Source records:
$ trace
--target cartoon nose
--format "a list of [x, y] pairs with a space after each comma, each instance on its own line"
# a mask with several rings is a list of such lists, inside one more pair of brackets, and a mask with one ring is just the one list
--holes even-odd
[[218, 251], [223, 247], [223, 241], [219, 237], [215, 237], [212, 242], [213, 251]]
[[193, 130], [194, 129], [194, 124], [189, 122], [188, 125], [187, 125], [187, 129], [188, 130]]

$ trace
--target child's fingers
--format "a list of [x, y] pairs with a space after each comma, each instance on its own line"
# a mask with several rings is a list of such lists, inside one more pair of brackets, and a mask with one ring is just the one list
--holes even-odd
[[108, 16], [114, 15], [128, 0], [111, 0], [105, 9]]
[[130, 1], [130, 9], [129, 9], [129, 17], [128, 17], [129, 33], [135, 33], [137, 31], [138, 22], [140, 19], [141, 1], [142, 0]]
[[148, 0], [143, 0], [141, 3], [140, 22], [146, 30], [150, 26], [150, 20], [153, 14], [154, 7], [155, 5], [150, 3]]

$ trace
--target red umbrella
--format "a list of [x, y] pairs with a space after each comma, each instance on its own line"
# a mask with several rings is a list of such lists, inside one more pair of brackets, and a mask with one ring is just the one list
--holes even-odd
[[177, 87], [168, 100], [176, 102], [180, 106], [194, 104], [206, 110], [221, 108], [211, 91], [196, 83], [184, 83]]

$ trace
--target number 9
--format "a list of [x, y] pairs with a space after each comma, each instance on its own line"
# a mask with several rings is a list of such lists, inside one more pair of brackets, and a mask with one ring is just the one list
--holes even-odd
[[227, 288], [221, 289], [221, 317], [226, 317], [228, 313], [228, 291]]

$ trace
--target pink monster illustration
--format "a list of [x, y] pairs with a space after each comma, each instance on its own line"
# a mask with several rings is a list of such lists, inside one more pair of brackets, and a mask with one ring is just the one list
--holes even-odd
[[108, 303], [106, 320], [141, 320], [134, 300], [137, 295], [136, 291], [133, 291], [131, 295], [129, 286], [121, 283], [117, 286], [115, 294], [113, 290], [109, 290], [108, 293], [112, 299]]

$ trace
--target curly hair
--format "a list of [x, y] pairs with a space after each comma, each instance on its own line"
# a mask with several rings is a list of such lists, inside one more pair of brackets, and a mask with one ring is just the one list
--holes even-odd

Task item:
Scan the lines above for the word "target", then copy each line that has it.

Written answer:
--target cartoon nose
--target child's fingers
--target red umbrella
--target number 9
--target pink monster illustration
--target curly hair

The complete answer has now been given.